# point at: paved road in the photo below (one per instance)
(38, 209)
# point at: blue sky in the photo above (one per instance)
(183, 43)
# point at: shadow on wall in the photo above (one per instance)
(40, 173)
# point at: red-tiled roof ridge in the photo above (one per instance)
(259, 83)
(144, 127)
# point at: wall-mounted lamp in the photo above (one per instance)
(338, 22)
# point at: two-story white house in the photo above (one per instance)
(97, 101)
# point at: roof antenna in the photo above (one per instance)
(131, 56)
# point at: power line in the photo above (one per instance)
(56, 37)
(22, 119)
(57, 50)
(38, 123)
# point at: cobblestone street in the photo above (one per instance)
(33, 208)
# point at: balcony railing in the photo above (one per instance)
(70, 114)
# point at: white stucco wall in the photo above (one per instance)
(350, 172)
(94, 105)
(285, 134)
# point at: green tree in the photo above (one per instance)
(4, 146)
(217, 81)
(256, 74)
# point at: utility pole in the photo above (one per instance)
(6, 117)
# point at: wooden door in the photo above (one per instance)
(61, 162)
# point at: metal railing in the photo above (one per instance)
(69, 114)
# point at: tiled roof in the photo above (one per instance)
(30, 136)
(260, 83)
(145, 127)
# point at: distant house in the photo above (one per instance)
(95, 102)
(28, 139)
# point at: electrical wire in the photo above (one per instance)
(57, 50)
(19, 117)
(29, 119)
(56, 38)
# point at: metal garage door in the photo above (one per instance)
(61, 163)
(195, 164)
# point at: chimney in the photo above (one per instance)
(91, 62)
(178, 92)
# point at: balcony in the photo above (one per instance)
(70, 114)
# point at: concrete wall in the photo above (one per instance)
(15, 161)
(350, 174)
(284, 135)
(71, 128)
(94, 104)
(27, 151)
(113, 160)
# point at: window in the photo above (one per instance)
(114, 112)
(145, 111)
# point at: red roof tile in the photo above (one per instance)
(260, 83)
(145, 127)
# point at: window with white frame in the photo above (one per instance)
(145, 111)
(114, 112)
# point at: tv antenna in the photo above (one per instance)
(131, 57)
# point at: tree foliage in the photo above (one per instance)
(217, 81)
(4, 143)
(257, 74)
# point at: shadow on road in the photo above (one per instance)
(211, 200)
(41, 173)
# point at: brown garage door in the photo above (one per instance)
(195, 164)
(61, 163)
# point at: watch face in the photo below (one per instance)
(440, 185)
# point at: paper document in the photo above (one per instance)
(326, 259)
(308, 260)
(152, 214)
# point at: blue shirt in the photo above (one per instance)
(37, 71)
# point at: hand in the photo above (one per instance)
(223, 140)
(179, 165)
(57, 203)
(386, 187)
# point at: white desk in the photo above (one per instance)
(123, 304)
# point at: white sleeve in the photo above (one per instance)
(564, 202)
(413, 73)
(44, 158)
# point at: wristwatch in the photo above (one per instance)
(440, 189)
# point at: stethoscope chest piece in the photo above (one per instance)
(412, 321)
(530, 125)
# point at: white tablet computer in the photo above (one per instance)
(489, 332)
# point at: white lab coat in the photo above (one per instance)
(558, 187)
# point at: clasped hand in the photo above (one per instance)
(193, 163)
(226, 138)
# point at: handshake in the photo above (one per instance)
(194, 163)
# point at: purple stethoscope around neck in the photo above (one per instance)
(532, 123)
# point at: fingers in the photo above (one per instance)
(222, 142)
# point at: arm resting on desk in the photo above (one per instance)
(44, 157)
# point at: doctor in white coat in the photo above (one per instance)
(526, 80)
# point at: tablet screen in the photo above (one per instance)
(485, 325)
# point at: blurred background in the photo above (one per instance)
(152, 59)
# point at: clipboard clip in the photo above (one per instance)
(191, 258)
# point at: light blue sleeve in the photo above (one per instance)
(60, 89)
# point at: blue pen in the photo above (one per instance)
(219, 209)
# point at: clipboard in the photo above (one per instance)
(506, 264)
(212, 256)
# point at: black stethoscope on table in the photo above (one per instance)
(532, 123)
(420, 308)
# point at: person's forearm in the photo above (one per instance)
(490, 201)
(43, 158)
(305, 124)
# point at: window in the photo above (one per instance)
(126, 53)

---

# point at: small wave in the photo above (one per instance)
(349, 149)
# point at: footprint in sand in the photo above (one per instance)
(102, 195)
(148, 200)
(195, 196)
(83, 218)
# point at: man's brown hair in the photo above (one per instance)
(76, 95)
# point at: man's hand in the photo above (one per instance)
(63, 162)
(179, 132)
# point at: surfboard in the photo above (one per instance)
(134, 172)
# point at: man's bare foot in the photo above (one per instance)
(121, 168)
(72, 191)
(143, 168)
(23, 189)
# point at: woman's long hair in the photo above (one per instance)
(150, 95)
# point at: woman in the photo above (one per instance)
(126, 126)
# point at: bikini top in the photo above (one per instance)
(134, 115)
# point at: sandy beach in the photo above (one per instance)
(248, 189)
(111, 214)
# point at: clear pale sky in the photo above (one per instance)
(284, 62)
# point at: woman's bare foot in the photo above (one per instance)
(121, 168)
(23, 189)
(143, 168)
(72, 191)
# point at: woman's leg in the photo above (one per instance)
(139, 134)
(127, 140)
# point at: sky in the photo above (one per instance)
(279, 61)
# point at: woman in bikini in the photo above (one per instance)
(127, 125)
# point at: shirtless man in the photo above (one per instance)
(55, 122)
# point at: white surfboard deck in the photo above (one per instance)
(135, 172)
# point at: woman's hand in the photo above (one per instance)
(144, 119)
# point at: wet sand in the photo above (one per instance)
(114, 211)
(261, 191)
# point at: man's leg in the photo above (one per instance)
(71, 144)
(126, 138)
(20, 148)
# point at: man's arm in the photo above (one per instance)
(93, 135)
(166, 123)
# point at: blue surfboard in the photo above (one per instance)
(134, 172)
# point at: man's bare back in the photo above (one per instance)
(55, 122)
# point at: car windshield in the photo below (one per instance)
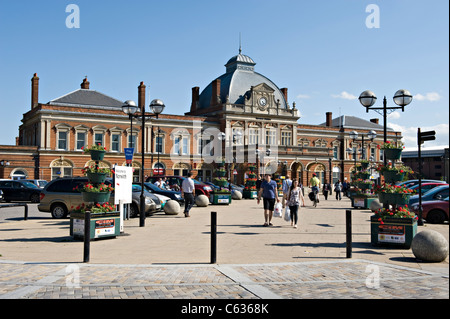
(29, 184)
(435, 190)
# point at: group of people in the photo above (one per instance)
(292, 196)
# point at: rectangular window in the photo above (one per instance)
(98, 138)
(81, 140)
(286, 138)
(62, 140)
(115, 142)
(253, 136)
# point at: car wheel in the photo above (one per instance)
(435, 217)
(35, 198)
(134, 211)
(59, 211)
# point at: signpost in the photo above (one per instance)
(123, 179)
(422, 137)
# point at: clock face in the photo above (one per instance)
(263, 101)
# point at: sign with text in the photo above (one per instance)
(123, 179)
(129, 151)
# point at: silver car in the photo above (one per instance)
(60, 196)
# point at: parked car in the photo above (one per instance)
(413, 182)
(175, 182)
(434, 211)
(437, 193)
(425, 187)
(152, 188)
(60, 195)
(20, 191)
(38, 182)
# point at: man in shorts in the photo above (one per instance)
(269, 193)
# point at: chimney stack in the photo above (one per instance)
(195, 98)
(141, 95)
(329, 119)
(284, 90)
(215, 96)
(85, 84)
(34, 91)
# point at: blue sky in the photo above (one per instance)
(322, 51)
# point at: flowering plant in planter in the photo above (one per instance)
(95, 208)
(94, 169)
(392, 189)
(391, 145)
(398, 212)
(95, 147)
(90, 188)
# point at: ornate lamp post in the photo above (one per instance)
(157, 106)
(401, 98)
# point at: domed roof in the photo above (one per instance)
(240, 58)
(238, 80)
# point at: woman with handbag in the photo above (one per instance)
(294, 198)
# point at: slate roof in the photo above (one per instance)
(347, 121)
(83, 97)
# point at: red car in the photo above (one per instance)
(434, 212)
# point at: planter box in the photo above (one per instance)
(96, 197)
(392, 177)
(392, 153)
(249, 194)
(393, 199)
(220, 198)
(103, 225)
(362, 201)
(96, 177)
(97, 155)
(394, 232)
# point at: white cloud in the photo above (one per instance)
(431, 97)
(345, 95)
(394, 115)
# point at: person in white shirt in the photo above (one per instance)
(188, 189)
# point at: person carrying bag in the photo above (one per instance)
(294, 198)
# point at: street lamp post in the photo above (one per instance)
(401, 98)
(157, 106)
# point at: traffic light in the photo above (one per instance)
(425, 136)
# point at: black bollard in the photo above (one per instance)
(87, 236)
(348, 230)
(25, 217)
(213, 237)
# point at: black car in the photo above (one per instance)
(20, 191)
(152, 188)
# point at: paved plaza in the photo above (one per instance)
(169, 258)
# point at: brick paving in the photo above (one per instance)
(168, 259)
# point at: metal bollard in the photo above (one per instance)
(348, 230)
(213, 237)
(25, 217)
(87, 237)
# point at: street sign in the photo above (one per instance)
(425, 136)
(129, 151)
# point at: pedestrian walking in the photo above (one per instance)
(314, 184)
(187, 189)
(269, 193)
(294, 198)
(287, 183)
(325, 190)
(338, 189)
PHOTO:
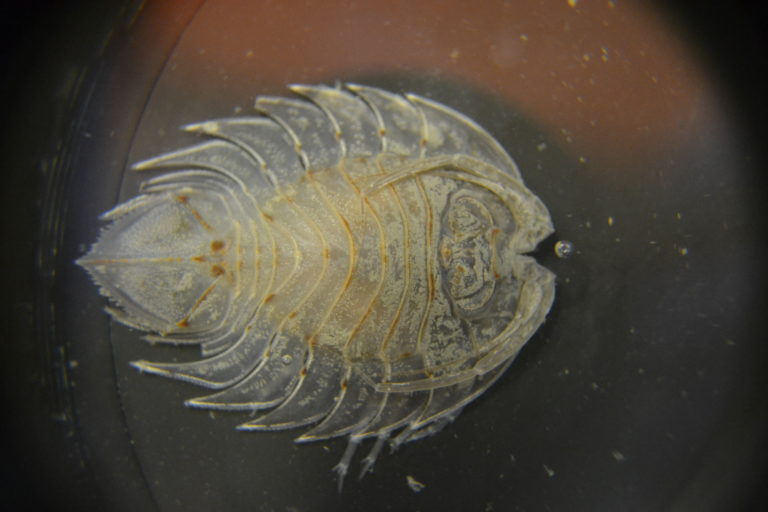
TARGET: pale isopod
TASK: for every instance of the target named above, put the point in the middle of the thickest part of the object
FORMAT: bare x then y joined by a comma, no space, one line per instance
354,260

==

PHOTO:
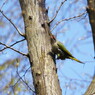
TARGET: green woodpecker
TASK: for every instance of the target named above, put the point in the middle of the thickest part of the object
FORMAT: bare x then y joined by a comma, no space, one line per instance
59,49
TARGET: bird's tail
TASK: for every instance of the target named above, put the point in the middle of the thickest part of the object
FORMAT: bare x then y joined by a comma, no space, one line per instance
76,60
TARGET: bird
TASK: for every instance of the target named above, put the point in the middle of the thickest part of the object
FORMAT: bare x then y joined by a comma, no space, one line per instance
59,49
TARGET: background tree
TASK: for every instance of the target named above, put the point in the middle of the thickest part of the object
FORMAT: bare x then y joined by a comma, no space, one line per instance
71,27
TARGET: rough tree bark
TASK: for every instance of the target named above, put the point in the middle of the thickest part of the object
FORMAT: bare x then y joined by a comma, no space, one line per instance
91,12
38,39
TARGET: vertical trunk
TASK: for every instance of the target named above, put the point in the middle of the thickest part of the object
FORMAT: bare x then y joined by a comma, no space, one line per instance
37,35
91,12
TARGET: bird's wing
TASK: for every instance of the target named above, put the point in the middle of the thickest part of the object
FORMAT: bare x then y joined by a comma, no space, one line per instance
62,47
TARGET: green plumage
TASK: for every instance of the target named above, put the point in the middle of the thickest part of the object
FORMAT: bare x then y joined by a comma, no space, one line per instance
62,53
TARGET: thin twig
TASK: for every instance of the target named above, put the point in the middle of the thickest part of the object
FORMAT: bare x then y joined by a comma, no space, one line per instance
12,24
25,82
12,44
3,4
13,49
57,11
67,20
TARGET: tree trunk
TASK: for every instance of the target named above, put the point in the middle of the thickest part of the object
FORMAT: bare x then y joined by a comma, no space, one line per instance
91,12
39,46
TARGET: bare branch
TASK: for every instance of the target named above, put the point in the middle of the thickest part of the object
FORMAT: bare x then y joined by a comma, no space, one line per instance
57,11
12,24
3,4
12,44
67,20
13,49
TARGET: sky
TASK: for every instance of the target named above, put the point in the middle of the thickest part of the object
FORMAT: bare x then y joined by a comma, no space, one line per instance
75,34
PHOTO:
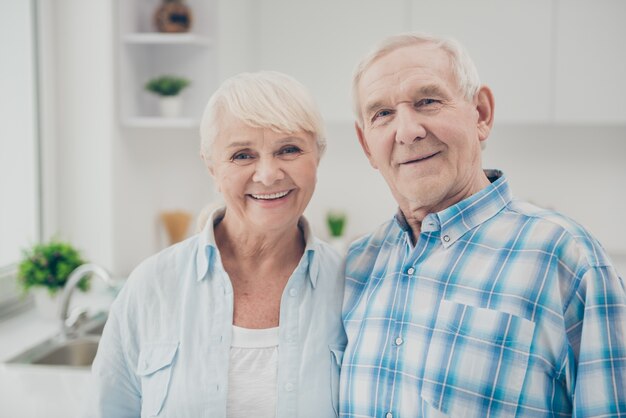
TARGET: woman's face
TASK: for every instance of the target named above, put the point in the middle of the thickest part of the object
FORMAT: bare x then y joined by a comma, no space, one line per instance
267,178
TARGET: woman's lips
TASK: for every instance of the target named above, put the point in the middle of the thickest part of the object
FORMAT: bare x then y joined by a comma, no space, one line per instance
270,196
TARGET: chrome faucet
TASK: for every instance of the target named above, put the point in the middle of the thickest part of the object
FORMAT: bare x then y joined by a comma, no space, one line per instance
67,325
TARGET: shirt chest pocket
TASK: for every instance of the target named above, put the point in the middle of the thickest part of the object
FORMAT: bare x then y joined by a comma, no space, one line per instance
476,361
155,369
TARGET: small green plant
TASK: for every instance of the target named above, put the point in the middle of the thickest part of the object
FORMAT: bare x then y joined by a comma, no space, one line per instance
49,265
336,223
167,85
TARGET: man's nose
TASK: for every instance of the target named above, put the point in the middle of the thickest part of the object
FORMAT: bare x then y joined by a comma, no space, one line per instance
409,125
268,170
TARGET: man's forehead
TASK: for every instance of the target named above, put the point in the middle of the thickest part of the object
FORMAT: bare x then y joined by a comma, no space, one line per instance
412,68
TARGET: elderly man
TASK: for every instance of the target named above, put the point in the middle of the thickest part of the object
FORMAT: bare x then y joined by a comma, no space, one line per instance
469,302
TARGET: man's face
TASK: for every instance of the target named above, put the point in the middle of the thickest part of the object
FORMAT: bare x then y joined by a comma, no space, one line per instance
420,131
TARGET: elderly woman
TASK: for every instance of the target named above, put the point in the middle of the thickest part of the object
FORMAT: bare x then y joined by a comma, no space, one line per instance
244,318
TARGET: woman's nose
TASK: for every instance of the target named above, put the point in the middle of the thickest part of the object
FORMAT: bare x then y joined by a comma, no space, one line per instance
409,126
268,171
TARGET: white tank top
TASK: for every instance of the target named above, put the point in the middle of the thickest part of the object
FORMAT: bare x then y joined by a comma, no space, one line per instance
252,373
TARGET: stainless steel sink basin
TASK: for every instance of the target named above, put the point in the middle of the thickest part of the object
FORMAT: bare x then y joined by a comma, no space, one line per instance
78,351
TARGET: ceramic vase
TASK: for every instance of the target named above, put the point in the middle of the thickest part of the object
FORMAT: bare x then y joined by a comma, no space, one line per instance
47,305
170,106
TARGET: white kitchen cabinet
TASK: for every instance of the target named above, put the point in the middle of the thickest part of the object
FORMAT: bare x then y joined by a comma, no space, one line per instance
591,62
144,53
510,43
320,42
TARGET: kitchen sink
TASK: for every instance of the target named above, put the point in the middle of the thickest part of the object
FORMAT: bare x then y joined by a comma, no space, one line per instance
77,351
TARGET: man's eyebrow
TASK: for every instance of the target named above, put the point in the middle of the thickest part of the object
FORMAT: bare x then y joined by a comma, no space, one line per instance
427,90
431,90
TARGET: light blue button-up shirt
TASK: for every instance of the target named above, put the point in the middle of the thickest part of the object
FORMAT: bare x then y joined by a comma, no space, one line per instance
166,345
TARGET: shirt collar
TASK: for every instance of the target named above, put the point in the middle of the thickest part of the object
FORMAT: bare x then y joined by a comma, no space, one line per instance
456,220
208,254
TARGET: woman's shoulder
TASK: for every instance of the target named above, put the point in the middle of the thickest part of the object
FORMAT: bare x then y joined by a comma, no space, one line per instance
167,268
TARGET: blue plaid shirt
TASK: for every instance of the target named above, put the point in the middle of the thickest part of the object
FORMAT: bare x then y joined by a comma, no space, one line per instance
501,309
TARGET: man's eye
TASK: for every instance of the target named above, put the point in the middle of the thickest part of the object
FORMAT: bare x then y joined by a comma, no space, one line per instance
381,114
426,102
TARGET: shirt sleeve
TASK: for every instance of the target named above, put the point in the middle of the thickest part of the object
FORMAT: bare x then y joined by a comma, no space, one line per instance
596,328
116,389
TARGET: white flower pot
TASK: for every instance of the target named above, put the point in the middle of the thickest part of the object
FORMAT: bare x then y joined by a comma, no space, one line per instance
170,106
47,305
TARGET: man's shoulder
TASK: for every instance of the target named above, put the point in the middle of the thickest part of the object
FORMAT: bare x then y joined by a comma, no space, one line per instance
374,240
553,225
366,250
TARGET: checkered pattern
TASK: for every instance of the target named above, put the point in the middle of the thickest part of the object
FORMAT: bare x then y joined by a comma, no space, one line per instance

WHAT IS BEING ASKED.
I need every line of the data that has the word "shoulder"; please list them.

SOLVED PROBLEM.
TARGET: woman's shoulder
TARGET: man's shoulder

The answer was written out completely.